* [Passage shown]:
NEW YORK, Dec. 19 - This week's issue of Nature will publish the Wellcome Trust Sanger Institute's sequence of chromosome 20, which houses genes associated with a number of deadly diseases.
Wellcome Trust researchers said that chromosome 20 contains more than 720 genes, including ones that play a role in Creutzfeldt-Jakob syndrome, the human form of mad cow disease, as well as heart disease, stroke, dermatitis, type-two diabetes, and obesity.
Less than half of the genes on the chromosome have been fully characterized, the Wellcome Trust said.
The researchers found more than 30,000 SNPs on the chromosome and discovered that 40 percent of people have an extra string of DNA, an insertion that carries at least one gene.
"Beyond the high-quality sequence lie our challenges to identify and to understand the genetic information embedded in DNA code," Panos Deloukas, leader of the project at the Sanger Institute, said in a statement. "Our work on chromosome 20 shows what can be achieved using the rapidly developing sets of public data and tools for analysis."
Nature is published on Thursdays.
The Wellcome Trust Sanger Institute, formerly called the Sanger Center, is responsible for sequencing one third of the human genome, including chromosomes 1, 6, 9, 10, 13, 22, and X.
The center announced the sequence of chromosome 22, the first chromosome to be fully sequenced, in December 1999.

* [Extracted data]:
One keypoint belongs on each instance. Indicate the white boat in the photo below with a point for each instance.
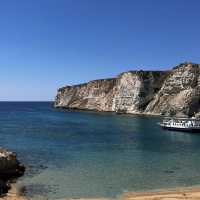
(181, 124)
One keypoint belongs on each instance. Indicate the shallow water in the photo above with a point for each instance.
(87, 154)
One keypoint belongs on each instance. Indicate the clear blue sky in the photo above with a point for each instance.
(46, 44)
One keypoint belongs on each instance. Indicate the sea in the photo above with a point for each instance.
(82, 154)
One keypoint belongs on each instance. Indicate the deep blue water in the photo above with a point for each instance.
(88, 154)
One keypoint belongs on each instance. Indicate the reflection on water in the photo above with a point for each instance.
(88, 154)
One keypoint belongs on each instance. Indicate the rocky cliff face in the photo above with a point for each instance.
(174, 92)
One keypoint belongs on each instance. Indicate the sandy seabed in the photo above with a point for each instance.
(177, 194)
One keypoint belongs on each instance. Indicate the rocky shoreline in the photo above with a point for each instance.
(10, 169)
(174, 92)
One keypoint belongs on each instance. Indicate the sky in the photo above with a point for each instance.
(47, 44)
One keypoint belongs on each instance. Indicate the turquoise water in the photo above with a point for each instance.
(87, 154)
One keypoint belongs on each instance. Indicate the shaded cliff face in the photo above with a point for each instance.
(174, 92)
(179, 94)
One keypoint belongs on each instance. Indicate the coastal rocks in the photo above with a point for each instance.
(179, 94)
(9, 168)
(175, 92)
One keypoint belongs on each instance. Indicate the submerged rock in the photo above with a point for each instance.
(174, 92)
(10, 168)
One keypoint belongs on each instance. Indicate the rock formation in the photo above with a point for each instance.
(9, 168)
(173, 92)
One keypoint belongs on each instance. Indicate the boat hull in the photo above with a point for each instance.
(191, 130)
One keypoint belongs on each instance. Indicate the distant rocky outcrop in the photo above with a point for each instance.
(10, 168)
(173, 93)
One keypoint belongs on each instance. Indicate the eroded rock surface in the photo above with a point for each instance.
(173, 92)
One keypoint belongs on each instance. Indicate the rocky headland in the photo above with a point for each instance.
(10, 168)
(171, 93)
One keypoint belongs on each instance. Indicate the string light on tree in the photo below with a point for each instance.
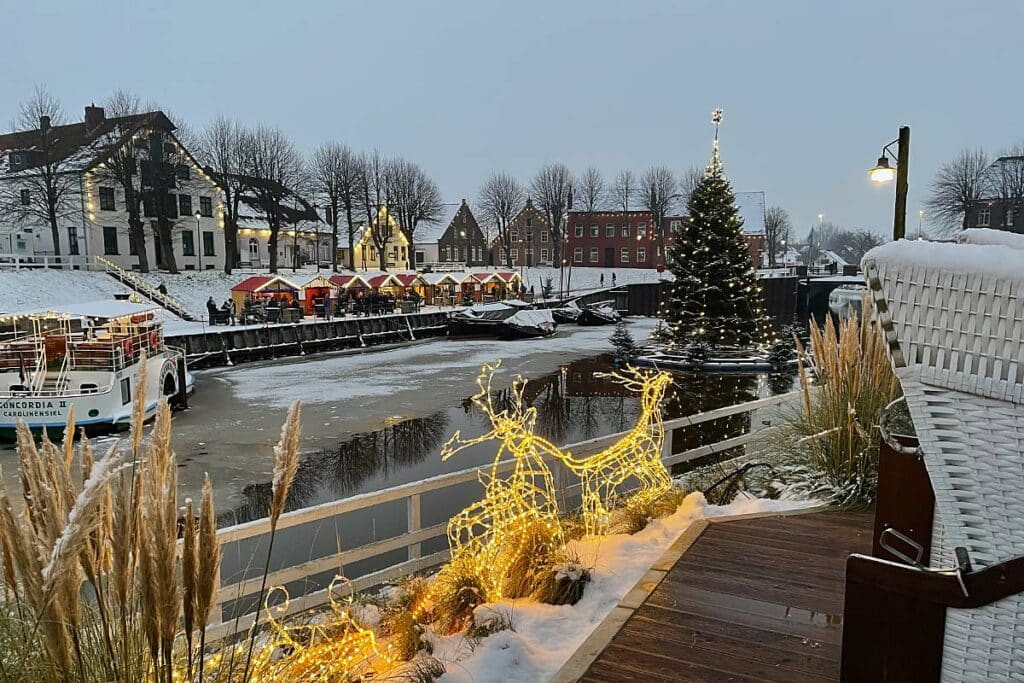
(714, 299)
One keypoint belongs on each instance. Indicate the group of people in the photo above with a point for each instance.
(225, 314)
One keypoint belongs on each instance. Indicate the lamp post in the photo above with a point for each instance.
(883, 172)
(199, 243)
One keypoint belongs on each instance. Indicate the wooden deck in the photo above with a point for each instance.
(751, 600)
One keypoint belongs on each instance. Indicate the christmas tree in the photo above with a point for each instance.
(715, 299)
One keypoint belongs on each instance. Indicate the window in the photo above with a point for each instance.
(107, 199)
(110, 241)
(171, 206)
(187, 243)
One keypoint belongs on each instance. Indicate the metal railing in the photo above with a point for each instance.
(415, 535)
(145, 289)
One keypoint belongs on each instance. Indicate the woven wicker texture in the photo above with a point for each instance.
(956, 341)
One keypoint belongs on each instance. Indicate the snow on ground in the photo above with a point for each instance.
(43, 288)
(335, 378)
(544, 637)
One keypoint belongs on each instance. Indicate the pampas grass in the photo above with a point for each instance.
(836, 436)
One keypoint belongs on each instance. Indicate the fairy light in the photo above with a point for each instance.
(636, 456)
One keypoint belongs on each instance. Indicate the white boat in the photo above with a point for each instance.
(87, 356)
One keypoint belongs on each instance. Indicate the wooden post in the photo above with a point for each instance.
(903, 160)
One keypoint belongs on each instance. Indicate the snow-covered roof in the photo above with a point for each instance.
(102, 309)
(752, 210)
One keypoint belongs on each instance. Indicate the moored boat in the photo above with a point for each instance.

* [What to work on]: Reproduce verbatim the part of the chromosome 20 report that begins at the words "The Wellcome Trust Sanger Institute, formerly" and stops after the words "in December 1999.".

* [Exercise answer]:
The Wellcome Trust Sanger Institute, formerly called the Sanger Center, is responsible for sequencing one third of the human genome, including chromosomes 1, 6, 9, 10, 13, 22, and X.
The center announced the sequence of chromosome 22, the first chromosome to be fully sequenced, in December 1999.